**What you will do**. Pictures stay out of the copy; restate everything else in the material exactly.

**Entries provided**.
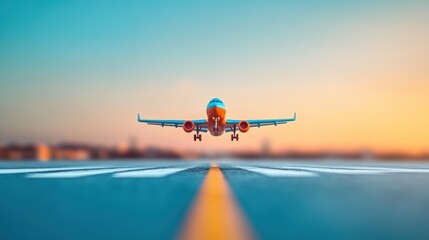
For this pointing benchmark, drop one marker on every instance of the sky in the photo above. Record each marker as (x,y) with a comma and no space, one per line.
(355,72)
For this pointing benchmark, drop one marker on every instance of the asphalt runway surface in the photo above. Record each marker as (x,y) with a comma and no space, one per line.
(222,199)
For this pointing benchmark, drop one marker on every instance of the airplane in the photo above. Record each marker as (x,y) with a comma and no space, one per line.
(216,123)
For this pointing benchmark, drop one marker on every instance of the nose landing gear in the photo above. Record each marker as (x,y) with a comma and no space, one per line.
(197,135)
(234,135)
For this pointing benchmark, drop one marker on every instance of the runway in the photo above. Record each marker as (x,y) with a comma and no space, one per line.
(208,199)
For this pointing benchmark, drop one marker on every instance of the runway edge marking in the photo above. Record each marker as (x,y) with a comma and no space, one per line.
(215,214)
(279,172)
(80,173)
(33,170)
(149,173)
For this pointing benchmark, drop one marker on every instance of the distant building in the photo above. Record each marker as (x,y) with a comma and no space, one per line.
(72,151)
(26,152)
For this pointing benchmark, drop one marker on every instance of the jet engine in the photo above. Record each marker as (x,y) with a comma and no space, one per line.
(244,126)
(188,126)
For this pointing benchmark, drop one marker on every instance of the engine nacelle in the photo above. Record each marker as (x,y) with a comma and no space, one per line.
(188,126)
(244,126)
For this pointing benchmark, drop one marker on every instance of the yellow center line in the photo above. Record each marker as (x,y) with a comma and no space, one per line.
(215,214)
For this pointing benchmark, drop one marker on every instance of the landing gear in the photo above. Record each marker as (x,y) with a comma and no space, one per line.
(197,135)
(234,135)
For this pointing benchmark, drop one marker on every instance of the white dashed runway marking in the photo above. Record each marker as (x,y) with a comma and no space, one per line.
(338,170)
(32,170)
(283,171)
(150,173)
(80,173)
(279,172)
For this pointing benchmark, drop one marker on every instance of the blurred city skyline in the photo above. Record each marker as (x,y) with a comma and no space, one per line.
(356,73)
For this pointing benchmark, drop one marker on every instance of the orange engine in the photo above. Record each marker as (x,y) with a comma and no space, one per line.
(188,126)
(244,126)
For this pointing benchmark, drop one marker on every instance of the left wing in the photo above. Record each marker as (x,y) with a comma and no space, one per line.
(201,123)
(230,123)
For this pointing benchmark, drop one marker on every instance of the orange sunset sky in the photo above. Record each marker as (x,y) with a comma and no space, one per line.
(356,73)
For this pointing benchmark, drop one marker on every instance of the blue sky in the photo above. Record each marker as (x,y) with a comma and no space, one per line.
(67,65)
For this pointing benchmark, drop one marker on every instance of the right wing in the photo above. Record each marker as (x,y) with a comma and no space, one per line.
(201,123)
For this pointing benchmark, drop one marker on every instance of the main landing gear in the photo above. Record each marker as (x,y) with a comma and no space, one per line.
(235,134)
(197,135)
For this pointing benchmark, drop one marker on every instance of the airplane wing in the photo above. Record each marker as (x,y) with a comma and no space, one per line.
(230,123)
(201,123)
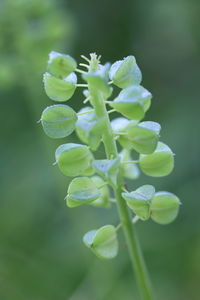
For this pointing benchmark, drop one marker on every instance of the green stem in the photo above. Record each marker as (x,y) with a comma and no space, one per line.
(136,256)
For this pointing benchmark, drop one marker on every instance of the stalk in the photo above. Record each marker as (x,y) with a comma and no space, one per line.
(134,249)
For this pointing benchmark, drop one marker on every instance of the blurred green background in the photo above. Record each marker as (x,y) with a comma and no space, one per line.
(42,256)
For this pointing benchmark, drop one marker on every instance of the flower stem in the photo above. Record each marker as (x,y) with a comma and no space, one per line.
(135,253)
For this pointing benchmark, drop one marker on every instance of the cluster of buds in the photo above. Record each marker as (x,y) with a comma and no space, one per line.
(96,179)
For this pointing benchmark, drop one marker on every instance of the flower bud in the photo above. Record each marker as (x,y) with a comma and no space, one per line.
(139,201)
(164,207)
(159,163)
(125,73)
(60,90)
(60,65)
(129,170)
(132,102)
(74,160)
(58,121)
(103,242)
(81,191)
(103,199)
(143,136)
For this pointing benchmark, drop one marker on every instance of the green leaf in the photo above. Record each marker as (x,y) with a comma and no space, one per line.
(82,190)
(164,207)
(103,200)
(107,169)
(74,160)
(139,201)
(125,73)
(61,65)
(103,242)
(158,164)
(132,102)
(143,136)
(120,125)
(129,170)
(58,121)
(60,90)
(89,128)
(99,80)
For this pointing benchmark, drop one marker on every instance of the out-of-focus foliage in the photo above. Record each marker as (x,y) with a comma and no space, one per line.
(28,31)
(41,253)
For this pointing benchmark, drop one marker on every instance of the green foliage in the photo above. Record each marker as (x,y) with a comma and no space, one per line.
(93,126)
(82,190)
(91,122)
(103,242)
(58,121)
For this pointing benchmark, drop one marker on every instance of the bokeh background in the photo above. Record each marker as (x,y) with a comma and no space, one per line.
(42,256)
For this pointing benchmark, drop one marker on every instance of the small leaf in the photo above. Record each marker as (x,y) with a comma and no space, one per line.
(61,65)
(82,191)
(89,128)
(107,169)
(58,121)
(125,73)
(139,201)
(143,136)
(120,125)
(164,207)
(60,90)
(99,80)
(103,242)
(74,160)
(132,102)
(103,200)
(158,164)
(129,170)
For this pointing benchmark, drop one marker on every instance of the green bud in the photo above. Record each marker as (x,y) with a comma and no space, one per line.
(60,90)
(74,160)
(82,190)
(143,136)
(120,125)
(107,169)
(129,170)
(99,80)
(158,164)
(103,200)
(60,65)
(125,73)
(89,128)
(139,201)
(132,102)
(164,207)
(58,121)
(103,242)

**Complete response**.
For this pointing benchmark, drop one marker on every instance of the sky in the photo above. Record each marker as (x,y) with a comma and no space, one per line.
(355,72)
For this pointing benchmark, drop one marker on every instance of the asphalt runway surface in the photo above. Record each marker as (x,y) with a comma and no space, one per line.
(222,199)
For this pointing benchmark, drop one marker on every instance of the airplane in the photo above. Record each marker as (x,y) with a comma and no space, one per line.
(216,123)
For this pointing benchmark, drop one marker on every instance of the nose landing gear in the photo above. Record each marker as (x,y) with a comma and no space, one per line.
(197,135)
(234,135)
For this pointing benchmark, drop one marker on every instance of the runway in the photo above. Record each marker as (x,y) with a comma and no space, one per line.
(208,199)
For this pointing benchmark, drop one marker on every instance of the runway edge marking in the photo above. Record each marker as (x,y) with a comma and no space, one per line.
(215,214)
(279,172)
(80,173)
(33,170)
(149,173)
For this pointing benchmark, drop one marker on every instance of the distant building in the photo above. Record each marker as (x,y) with a comma and no space, one per line.
(72,151)
(26,152)
For this pointing benchmark, drop one marker on every instance of the jet engine in the photo above. Record each marker as (x,y) with a comma and no space, one per line.
(244,126)
(188,126)
For this pointing benchmark, drop one marker on every instance of the engine nacelle in the photo above. Record each marker as (x,y) with a comma and no space, one per line.
(188,126)
(244,126)
For this pointing benchmark, drop one marker on every instance of the yellow center line in the photo above. Record each marker as (x,y) with a comma and no space, one per line.
(215,214)
For this pointing benchmark, drop one marker on every instance of the landing gear in the photo above. Record each marker as (x,y) with a comma and no space, one per line.
(197,135)
(234,135)
For this pointing benchmark, drop one marker on every instance of the white dashed runway marking in the photo above. Record each marker as (x,y) with a comma and no space, one per line.
(338,170)
(32,170)
(283,171)
(150,173)
(80,173)
(279,172)
For this pointing benchmark, drop one marker on every instance of the blurred city skyline in the photo above. Record each marker as (x,y) with a comma and no space, one per line.
(356,73)
For this pointing benchmark, drop one marker on every instance of the orange engine in the photo above. Record each marker as (x,y) with a comma and no space, one per line.
(188,126)
(244,126)
For this pointing benchmark, drop one marker on every instance of the left wing in the photo above. Record each marker as (x,y) with a comma and no space, one per line.
(201,123)
(230,123)
For this pointing benchmark, drop one marker on every instance of the orange sunset sky in the photo above. Record each marker as (x,y) with a comma and no space, one per line.
(356,73)
For this pointing benchmark, drop one marker on every instance of the blue sky in the photo above. Record each marker as (x,y) with a comma and no space, one per line.
(67,65)
For this pointing benchmark, drop one marker on every instance of the right wing in the photo above. Record each marker as (x,y) with a comma and no space, one per line.
(201,123)
For this pointing benchmark, drop one marker on every instance of the main landing gear in the photo above. Record each marker as (x,y) with a comma and no space, one per line.
(235,134)
(197,135)
For this pointing benchmark, drop one marker on every instance of the airplane wing in the photo above. Record each marker as (x,y) with a comma and no space, one per line.
(230,123)
(201,123)
For this pointing benchmark, drop one marker on every instance of the green stem in the photo above. Record each marker as (x,y) with a comma and no space, one per line.
(136,256)
For this pointing benchmark, drop one marker on every instance of the stalk in the photo above. Record each marker as (x,y) with a comma and no space, one per line.
(134,249)
For this pointing benchmark, drop one marker on every instance of the blurred green background in the photo above. Record each marker as (x,y) with a comma and no space, one per line.
(42,256)
For this pointing benchmark, drop one marker on every instance of the flower stem in the photo above. Record each marker as (x,y) with a comma and no space, one per line.
(135,253)
For this pointing benchmark, drop one marker on every instance of the cluster of buds in the photo above. Record each marker as (x,y) with a comma and no space, one per line.
(96,179)
For this pointing benchmark, drop one marker on every instance of the flower bud in the photo above. Record each marker as (x,y) with a comma and no space, one per line.
(139,201)
(164,207)
(159,163)
(125,73)
(60,90)
(60,65)
(129,170)
(132,102)
(74,160)
(58,121)
(103,242)
(81,191)
(103,199)
(143,136)
For this pointing benchmark, drop one marker on every instance of the green leaf in the photo above. Record each marker as (x,y) with a comma and no space, one per line.
(82,190)
(164,207)
(103,200)
(107,169)
(74,160)
(139,201)
(125,73)
(61,65)
(103,242)
(158,164)
(132,102)
(143,136)
(120,125)
(129,170)
(58,121)
(60,90)
(89,128)
(99,80)
For this pointing benchmark, drop one marker on every instance of the out-of-focus foliage in the photo above. Record each marker as (x,y) with a comma and no space, one per line.
(28,31)
(41,253)
For this pointing benchmark, drop one marker on every instance of the green foliage in the photo above. Record each marker as (x,y) with a comma and no space, one per line.
(93,126)
(82,190)
(91,122)
(103,242)
(58,121)
For this pointing benchmark, drop one marker on every instance of the bokeh background in the photo above. Record each marker as (x,y) with a comma and no space, one per line.
(42,256)
For this pointing benchmark, drop one marker on every instance of the small leaf in the photo above. Record each marker as (x,y) with a comma and no space, one per line.
(61,65)
(82,191)
(89,128)
(107,169)
(58,121)
(125,73)
(139,201)
(143,136)
(120,125)
(164,207)
(60,90)
(99,80)
(103,242)
(74,160)
(132,102)
(103,200)
(158,164)
(129,170)
For this pointing benchmark, drop one marker on every instance of the green bud in the photo above. Record each marker as (x,y) with a comma and no space, one per line.
(60,90)
(74,160)
(82,190)
(143,136)
(120,125)
(107,169)
(129,170)
(99,80)
(158,164)
(103,200)
(60,65)
(125,73)
(89,128)
(139,201)
(132,102)
(164,207)
(58,121)
(103,242)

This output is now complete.